* _Stored rows_
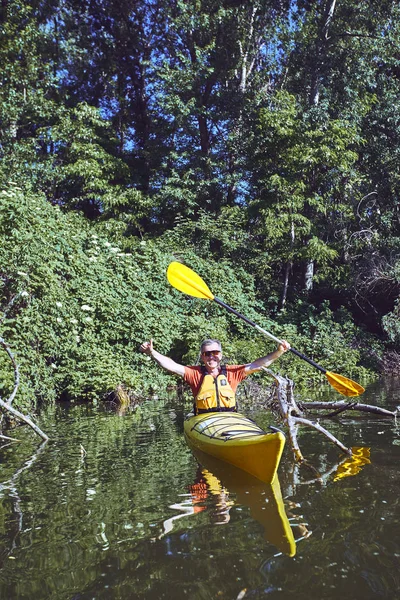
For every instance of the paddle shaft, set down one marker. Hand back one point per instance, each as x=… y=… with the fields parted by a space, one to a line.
x=272 y=337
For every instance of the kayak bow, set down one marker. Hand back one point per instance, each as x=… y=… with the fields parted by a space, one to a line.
x=238 y=440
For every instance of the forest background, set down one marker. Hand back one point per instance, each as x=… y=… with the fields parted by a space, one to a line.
x=258 y=142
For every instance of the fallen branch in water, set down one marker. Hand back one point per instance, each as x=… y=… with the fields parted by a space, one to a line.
x=6 y=405
x=6 y=347
x=293 y=417
x=342 y=405
x=23 y=418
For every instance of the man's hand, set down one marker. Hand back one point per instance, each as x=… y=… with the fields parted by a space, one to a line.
x=147 y=348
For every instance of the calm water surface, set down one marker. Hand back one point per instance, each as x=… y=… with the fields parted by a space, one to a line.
x=116 y=506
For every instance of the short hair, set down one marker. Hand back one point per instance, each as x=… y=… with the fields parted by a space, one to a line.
x=208 y=342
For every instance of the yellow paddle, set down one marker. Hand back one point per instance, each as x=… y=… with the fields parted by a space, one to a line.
x=187 y=281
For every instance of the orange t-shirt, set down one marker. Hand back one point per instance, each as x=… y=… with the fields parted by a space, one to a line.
x=194 y=375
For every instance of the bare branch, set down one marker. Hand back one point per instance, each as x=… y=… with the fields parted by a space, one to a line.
x=21 y=417
x=16 y=370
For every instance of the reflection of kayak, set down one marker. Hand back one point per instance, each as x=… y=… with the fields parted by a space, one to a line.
x=235 y=439
x=354 y=463
x=263 y=499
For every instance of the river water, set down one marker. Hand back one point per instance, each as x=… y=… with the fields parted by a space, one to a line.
x=116 y=506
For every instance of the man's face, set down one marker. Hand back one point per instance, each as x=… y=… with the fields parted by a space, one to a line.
x=211 y=356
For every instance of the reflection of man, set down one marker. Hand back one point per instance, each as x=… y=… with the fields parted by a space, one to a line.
x=207 y=484
x=213 y=384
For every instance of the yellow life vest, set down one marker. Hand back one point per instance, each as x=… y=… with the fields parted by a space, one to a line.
x=215 y=394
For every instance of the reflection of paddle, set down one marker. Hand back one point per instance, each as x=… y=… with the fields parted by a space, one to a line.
x=187 y=281
x=263 y=499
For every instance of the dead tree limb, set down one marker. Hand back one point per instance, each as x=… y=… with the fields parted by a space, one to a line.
x=7 y=405
x=6 y=347
x=293 y=417
x=24 y=418
x=342 y=405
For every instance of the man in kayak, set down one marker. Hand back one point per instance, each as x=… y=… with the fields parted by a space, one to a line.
x=213 y=384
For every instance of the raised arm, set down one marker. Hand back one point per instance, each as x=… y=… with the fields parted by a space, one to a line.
x=265 y=361
x=164 y=361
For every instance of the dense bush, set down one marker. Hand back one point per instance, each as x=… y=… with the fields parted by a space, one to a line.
x=76 y=305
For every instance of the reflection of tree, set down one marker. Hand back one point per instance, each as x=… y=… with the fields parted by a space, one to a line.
x=10 y=485
x=294 y=416
x=6 y=406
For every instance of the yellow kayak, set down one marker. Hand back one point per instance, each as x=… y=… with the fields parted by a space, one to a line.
x=264 y=499
x=238 y=440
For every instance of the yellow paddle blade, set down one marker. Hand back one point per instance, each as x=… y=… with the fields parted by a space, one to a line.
x=187 y=281
x=344 y=386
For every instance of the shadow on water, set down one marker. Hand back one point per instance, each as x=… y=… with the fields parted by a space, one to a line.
x=116 y=506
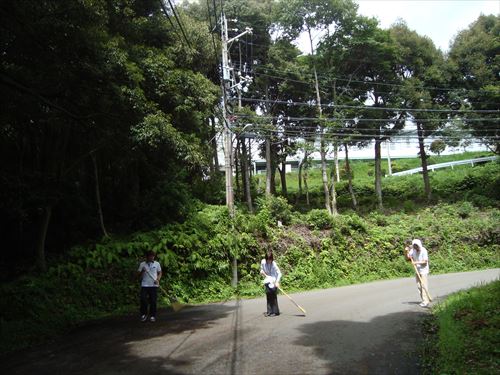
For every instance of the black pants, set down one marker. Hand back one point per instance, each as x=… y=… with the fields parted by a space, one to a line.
x=149 y=296
x=272 y=300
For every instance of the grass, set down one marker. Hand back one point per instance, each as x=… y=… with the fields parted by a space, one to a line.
x=465 y=333
x=364 y=169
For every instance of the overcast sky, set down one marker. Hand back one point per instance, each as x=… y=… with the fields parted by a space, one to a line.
x=440 y=20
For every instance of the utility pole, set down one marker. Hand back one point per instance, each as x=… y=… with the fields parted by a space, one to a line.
x=228 y=136
x=389 y=166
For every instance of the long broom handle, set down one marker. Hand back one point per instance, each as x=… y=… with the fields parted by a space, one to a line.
x=161 y=288
x=291 y=299
x=421 y=283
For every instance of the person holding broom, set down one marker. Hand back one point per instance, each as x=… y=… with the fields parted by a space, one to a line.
x=417 y=254
x=270 y=270
x=150 y=275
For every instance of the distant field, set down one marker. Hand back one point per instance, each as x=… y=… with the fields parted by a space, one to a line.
x=364 y=169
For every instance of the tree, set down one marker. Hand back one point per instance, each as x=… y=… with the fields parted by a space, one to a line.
x=83 y=79
x=420 y=69
x=437 y=146
x=297 y=16
x=474 y=63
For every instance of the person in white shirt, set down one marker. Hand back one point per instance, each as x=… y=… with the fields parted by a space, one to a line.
x=270 y=270
x=417 y=254
x=150 y=275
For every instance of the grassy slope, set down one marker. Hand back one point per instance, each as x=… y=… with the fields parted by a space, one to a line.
x=466 y=338
x=313 y=251
x=363 y=170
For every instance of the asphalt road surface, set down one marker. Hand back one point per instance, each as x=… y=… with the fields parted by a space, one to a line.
x=361 y=329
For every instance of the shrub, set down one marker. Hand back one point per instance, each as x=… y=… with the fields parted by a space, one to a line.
x=319 y=219
x=465 y=209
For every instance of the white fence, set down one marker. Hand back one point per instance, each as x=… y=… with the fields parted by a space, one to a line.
x=451 y=164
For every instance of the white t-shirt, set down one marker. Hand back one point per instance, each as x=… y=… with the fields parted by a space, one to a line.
x=420 y=256
x=272 y=271
x=150 y=274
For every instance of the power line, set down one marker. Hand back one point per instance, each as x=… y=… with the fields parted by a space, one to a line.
x=348 y=79
x=311 y=83
x=361 y=119
x=177 y=19
x=311 y=104
x=335 y=136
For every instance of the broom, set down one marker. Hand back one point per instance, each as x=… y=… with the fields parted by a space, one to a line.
x=176 y=306
x=421 y=283
x=291 y=299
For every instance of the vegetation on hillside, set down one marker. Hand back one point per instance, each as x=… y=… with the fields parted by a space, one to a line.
x=110 y=132
x=463 y=334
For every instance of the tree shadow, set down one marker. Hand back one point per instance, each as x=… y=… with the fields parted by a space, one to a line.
x=385 y=345
x=105 y=346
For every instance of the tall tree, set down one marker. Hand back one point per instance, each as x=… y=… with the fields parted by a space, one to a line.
x=421 y=70
x=474 y=63
x=297 y=16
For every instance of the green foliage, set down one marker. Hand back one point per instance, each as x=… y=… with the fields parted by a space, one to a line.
x=467 y=325
x=319 y=219
x=273 y=209
x=314 y=250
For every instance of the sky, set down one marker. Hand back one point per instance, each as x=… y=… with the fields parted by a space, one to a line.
x=440 y=20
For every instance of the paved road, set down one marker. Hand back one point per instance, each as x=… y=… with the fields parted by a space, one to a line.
x=362 y=329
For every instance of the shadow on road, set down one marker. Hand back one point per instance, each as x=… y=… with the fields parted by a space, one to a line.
x=385 y=345
x=103 y=347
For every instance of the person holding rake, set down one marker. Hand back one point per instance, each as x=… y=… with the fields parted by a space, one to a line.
x=150 y=275
x=418 y=256
x=270 y=270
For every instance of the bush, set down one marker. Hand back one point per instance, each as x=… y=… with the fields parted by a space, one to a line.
x=465 y=209
x=275 y=209
x=319 y=219
x=467 y=325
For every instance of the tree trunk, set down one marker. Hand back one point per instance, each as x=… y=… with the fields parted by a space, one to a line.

* _What this task involves_
Find the line that contains "For every instance of the tree shadow, set". Repeat it and every line after it, exactly as written, up to and including the last line of the records above.

* _Solution for this problem_
For every instance of the tree shadow, set down one marker. Hand back one point per instance, each as x=… y=… with the fields parted by a space, one to a line.
x=385 y=345
x=105 y=346
For every instance of the tall tree, set down one marker. Hand back one point per instance, each as x=… y=… with the fields parted by a space, one to a line.
x=421 y=70
x=474 y=63
x=297 y=16
For every instance of the green foliage, set down one marker. Hand back one point per instance, each as x=… y=… with the fields parted by a space, one to a line.
x=467 y=325
x=319 y=219
x=273 y=209
x=314 y=250
For every instance of the sky, set down one marker. Hand back one point per instance, each as x=… y=… with the fields parted by a space, one to a line.
x=440 y=20
For every instance of the paved road, set down one marker. Hand back one point per instance, each as x=… y=… with the fields parted by a space, one to a line.
x=362 y=329
For every instance of the shadow on road, set down one marker. Hand back one point per instance, each as x=… y=… with the fields parted by a space, one to a line.
x=385 y=345
x=103 y=347
For every instance of the person holding rake, set down one marker. Hand back one point per instance, each as x=… y=… with the fields parted by a space, one to a line.
x=150 y=275
x=418 y=256
x=270 y=270
For every instance of the bush, set down one marker. Hand back one point per instance, each as x=… y=… with the fields parted by a space, one to a line.
x=465 y=209
x=275 y=209
x=319 y=219
x=467 y=325
For every instance of the tree trunk, set down one marker. Hand back one point per instance, each as x=… y=… with the fields parted by a space, one to a line.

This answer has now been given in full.